- **YOUR OBJECTIVE**: Please write out the listing beneath this sentence exactly, from its first line to the line with "Target: lamp shade", and stop there.

* * * * * * *

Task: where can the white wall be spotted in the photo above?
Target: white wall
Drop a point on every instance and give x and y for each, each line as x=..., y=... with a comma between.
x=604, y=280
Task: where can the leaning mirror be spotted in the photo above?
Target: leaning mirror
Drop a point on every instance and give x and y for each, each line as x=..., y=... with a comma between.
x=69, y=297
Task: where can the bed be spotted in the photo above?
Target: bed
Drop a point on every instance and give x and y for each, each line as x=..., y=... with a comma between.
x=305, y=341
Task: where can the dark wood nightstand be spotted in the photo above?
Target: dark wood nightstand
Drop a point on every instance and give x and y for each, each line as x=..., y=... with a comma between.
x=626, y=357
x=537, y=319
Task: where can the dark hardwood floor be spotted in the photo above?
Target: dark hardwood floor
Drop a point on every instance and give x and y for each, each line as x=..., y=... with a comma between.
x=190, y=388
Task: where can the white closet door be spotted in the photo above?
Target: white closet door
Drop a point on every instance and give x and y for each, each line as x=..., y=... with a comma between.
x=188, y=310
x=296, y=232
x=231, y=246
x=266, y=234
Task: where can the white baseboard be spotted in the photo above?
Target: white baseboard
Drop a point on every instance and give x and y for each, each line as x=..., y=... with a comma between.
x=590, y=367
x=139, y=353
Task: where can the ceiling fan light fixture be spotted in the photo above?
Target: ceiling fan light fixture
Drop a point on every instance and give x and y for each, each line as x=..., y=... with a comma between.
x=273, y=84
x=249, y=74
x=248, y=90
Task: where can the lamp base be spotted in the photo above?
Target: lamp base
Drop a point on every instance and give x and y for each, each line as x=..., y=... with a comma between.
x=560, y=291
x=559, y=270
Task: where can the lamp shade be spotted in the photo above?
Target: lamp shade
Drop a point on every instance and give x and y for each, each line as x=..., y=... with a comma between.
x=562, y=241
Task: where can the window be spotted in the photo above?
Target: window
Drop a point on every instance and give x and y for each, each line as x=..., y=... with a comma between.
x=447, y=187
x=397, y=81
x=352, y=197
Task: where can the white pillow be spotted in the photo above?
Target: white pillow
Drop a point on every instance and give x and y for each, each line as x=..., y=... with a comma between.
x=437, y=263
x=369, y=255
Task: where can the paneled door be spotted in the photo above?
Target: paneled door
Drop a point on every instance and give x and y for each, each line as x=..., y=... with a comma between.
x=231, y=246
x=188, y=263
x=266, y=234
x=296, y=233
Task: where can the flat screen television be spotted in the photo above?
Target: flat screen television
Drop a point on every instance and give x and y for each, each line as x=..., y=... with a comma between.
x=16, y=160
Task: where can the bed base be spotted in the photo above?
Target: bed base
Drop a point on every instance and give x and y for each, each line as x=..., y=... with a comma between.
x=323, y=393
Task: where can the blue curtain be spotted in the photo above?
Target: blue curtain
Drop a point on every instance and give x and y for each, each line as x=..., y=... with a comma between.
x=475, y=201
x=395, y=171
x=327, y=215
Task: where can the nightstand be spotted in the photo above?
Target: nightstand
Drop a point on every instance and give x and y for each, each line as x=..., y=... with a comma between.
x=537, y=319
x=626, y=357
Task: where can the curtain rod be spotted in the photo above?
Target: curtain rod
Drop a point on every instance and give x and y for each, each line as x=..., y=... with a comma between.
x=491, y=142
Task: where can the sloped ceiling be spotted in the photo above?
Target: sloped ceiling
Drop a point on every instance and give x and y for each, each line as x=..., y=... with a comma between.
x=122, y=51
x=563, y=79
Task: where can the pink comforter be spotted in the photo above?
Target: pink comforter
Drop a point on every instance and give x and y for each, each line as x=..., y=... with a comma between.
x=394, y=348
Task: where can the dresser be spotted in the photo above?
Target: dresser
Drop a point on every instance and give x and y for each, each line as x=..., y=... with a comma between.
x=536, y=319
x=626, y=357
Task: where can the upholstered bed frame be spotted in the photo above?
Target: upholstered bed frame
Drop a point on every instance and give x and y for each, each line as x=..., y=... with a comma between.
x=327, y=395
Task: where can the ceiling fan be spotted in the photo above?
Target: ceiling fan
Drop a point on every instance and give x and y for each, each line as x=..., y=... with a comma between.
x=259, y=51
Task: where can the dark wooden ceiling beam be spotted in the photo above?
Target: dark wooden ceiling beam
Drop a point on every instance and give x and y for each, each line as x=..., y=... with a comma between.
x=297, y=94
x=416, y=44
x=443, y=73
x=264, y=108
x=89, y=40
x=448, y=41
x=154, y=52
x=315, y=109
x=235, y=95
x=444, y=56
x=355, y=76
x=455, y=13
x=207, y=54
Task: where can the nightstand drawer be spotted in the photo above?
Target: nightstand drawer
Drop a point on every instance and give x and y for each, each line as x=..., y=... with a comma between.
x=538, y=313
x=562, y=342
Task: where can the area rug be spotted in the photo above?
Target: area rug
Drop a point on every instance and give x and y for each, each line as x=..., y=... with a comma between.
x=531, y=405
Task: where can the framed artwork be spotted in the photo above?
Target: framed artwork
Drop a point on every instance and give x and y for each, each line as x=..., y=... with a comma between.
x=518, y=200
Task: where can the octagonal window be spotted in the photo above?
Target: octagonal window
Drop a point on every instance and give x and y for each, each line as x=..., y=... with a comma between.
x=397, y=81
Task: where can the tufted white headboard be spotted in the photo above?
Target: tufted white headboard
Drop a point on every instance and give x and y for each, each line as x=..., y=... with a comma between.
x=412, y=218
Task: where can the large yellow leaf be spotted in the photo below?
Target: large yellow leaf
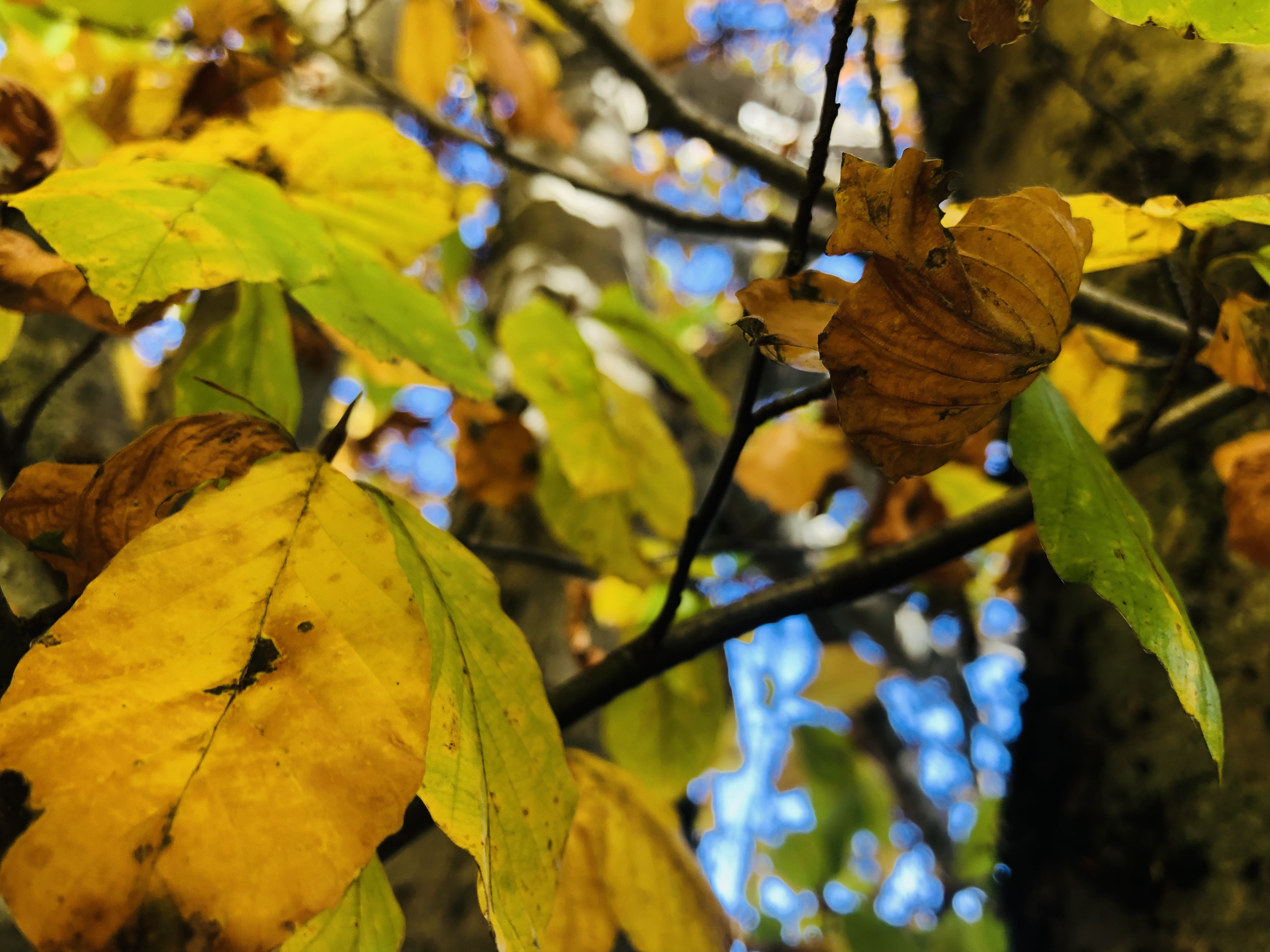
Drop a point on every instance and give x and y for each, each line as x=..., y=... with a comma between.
x=557, y=371
x=497, y=782
x=224, y=728
x=628, y=867
x=368, y=920
x=428, y=45
x=146, y=230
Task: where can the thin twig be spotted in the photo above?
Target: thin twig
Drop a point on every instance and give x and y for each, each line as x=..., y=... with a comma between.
x=888, y=141
x=746, y=422
x=630, y=666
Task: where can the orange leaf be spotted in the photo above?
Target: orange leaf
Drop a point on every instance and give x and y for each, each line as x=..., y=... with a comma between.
x=789, y=314
x=944, y=328
x=1228, y=354
x=1244, y=466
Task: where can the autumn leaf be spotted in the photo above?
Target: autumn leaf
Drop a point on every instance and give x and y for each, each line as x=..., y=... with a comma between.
x=1095, y=532
x=557, y=371
x=943, y=328
x=134, y=489
x=31, y=136
x=1093, y=386
x=249, y=354
x=230, y=766
x=628, y=869
x=145, y=230
x=660, y=352
x=1240, y=349
x=1244, y=466
x=503, y=60
x=497, y=782
x=787, y=462
x=427, y=48
x=1001, y=21
x=788, y=316
x=368, y=920
x=496, y=457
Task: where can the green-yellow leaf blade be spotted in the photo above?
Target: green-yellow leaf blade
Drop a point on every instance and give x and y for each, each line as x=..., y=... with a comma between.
x=149, y=229
x=497, y=781
x=1095, y=532
x=368, y=920
x=557, y=371
x=394, y=319
x=251, y=354
x=663, y=356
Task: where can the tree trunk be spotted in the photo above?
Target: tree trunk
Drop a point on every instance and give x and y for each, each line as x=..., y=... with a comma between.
x=1118, y=835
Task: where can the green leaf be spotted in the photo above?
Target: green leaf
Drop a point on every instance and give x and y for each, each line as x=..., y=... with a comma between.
x=666, y=732
x=599, y=529
x=146, y=230
x=1095, y=532
x=662, y=494
x=1217, y=21
x=497, y=781
x=663, y=356
x=393, y=318
x=368, y=920
x=251, y=354
x=557, y=371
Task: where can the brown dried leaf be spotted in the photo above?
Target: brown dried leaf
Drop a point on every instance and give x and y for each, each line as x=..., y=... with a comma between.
x=496, y=457
x=789, y=314
x=785, y=464
x=1244, y=466
x=1000, y=21
x=139, y=487
x=31, y=136
x=1233, y=353
x=944, y=327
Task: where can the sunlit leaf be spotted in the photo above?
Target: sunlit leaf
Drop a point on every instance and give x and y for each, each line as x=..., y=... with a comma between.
x=557, y=371
x=368, y=920
x=228, y=767
x=628, y=867
x=149, y=229
x=663, y=356
x=1217, y=21
x=393, y=318
x=944, y=327
x=1095, y=532
x=251, y=354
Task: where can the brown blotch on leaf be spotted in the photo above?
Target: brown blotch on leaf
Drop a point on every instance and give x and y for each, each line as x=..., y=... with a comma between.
x=1244, y=466
x=31, y=138
x=1001, y=21
x=133, y=490
x=928, y=348
x=496, y=457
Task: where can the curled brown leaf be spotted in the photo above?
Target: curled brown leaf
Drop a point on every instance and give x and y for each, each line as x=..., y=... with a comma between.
x=30, y=135
x=136, y=488
x=787, y=315
x=945, y=327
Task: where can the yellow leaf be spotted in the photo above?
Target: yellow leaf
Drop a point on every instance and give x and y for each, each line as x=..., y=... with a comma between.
x=428, y=46
x=368, y=920
x=628, y=867
x=662, y=496
x=1123, y=234
x=787, y=462
x=1094, y=388
x=219, y=734
x=497, y=782
x=660, y=30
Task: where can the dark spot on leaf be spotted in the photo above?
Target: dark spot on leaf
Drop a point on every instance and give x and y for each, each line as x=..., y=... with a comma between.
x=16, y=813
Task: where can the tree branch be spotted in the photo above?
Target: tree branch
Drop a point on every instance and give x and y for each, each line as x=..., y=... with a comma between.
x=634, y=663
x=746, y=422
x=667, y=108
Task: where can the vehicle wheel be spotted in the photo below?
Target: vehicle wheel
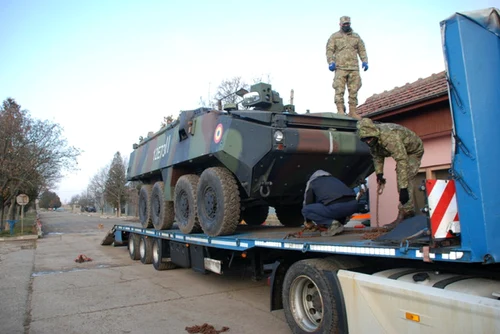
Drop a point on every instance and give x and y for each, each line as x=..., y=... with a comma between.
x=133, y=246
x=145, y=206
x=218, y=202
x=158, y=262
x=162, y=212
x=255, y=215
x=146, y=249
x=290, y=215
x=186, y=213
x=313, y=302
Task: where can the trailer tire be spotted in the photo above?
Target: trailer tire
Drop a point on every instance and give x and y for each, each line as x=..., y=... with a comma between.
x=133, y=246
x=186, y=212
x=312, y=298
x=145, y=206
x=146, y=249
x=218, y=202
x=162, y=212
x=158, y=262
x=290, y=215
x=255, y=215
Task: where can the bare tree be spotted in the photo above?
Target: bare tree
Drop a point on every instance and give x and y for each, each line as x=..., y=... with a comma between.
x=33, y=155
x=116, y=189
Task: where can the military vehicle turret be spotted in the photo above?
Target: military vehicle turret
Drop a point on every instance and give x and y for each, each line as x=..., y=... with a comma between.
x=211, y=169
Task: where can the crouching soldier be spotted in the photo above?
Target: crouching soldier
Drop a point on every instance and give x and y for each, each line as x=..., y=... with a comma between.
x=328, y=201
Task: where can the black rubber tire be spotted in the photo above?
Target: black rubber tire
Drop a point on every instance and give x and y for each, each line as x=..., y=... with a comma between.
x=146, y=249
x=218, y=202
x=162, y=212
x=145, y=206
x=290, y=215
x=255, y=215
x=186, y=212
x=158, y=262
x=312, y=304
x=133, y=246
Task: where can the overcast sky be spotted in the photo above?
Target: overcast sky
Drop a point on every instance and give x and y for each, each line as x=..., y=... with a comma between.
x=109, y=71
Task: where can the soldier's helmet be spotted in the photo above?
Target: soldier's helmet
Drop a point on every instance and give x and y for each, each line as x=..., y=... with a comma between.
x=345, y=19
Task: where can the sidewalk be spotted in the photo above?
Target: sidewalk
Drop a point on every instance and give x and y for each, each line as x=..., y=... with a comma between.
x=22, y=237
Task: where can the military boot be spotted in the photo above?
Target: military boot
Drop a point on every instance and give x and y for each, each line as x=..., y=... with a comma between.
x=340, y=108
x=401, y=216
x=353, y=112
x=335, y=228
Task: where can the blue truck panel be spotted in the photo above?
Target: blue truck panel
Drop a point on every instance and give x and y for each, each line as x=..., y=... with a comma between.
x=471, y=44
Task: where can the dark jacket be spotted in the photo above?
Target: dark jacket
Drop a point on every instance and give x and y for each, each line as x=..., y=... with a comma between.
x=323, y=188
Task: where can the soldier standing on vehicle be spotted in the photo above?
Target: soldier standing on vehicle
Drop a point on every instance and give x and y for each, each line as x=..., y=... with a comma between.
x=406, y=148
x=342, y=52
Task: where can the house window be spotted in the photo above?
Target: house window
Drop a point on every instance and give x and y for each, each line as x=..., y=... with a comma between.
x=440, y=172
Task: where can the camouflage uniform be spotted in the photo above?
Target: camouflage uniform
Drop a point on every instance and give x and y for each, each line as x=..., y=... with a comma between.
x=343, y=49
x=400, y=143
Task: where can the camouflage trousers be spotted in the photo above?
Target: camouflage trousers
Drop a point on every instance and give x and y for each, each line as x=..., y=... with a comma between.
x=352, y=80
x=413, y=167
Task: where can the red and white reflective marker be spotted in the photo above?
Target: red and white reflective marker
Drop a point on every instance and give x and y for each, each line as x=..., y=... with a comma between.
x=441, y=196
x=218, y=133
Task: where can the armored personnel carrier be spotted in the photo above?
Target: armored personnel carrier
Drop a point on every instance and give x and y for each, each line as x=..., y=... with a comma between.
x=211, y=169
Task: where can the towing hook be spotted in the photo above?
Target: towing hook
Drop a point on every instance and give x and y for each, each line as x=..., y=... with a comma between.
x=265, y=188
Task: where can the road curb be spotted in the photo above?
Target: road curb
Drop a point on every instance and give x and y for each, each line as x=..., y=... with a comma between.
x=23, y=237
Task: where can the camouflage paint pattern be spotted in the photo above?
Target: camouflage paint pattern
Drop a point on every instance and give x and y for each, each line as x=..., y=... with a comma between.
x=400, y=143
x=243, y=141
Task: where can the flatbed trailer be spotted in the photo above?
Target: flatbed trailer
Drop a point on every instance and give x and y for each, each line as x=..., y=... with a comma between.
x=426, y=275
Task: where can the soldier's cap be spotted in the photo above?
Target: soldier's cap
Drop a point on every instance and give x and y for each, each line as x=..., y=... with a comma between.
x=345, y=19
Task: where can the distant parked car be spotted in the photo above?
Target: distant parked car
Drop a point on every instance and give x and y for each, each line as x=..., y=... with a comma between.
x=90, y=209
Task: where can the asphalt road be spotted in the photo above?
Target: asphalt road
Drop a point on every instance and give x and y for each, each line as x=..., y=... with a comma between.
x=43, y=290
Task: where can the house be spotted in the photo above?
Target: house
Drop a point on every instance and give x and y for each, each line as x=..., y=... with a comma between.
x=422, y=106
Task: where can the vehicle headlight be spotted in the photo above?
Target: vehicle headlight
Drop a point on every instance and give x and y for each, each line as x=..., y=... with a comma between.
x=278, y=136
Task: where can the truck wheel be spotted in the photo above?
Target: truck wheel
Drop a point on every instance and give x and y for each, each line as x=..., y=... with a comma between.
x=162, y=212
x=255, y=215
x=133, y=246
x=186, y=213
x=218, y=202
x=158, y=262
x=312, y=298
x=145, y=206
x=290, y=215
x=146, y=249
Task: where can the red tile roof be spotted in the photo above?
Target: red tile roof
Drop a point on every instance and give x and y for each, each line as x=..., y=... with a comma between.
x=418, y=91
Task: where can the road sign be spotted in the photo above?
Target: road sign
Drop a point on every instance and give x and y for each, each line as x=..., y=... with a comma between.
x=22, y=199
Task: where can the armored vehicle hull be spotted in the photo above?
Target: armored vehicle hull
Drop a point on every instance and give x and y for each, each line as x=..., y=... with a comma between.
x=214, y=168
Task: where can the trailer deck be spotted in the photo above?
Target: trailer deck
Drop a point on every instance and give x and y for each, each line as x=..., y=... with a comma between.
x=351, y=242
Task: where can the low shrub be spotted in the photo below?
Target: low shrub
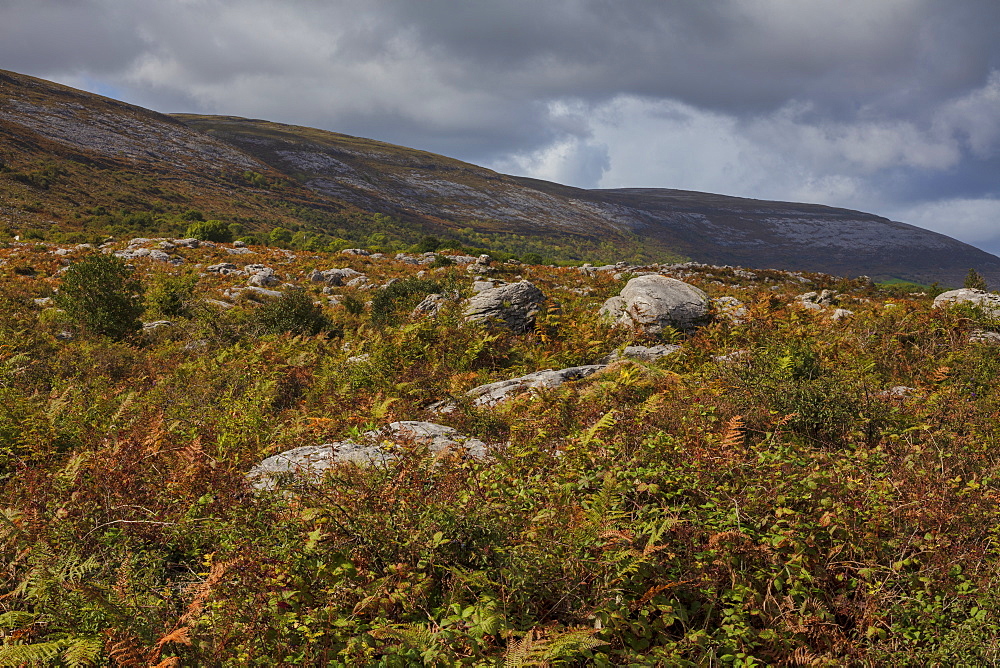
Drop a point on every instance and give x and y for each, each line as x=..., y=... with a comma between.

* * * * * * *

- **EXERCISE OUTPUT**:
Task: where can the white wall be spotted in the photo above?
Target: white wall
Drop a point on every instance and give x and y for each, each line as x=..., y=... with a comma between.
x=604, y=280
Task: where can the leaning mirror be spotted in the photo above?
Target: leaning mirror
Drop a point on every instance and give x and y for each, each line as x=..., y=... with a comma between.
x=69, y=297
Task: where can the bed be spotted in the photo above?
Target: bed
Drop a point on every instance and give x and y for each, each line as x=..., y=... with a comma between.
x=305, y=341
Task: where can the dark wood nightstand be spotted in the photo above?
Target: dark wood nightstand
Drop a point on every instance and give x and y for each, each line as x=..., y=... with a comma between.
x=626, y=357
x=537, y=319
Task: where can the dark hardwood floor be spotted in the photo above?
Target: dark hardwood floor
Drop a point on every instance and give x and y for each, each line as x=..., y=... with a comma between.
x=190, y=388
Task: where can the white closet door be spotted in the photo above?
Target: white closet door
Drop a point on every instance and give x and y for each, each line as x=..., y=... with a comma between.
x=188, y=310
x=296, y=232
x=231, y=246
x=266, y=234
Task: where can the white baseboard be spotted in the photo above?
Target: white baseboard
Drop a point on every instance and give x and y for each, each line as x=..., y=... with a comma between.
x=590, y=367
x=139, y=353
Task: where can the ceiling fan light fixture be spotted in the photo above?
Target: ceiling fan light fixture
Drop a point on every instance and give x and y for each, each line as x=..., y=... with a comma between.
x=273, y=84
x=249, y=74
x=248, y=90
Task: where can the lamp base be spotted in the photo above?
Target: lamp base
Drop a point on every instance and give x and y for each, each line as x=..., y=... with a comma between.
x=560, y=291
x=559, y=270
Task: where can the lamp shade be spotted in the photo above?
Target: lamp shade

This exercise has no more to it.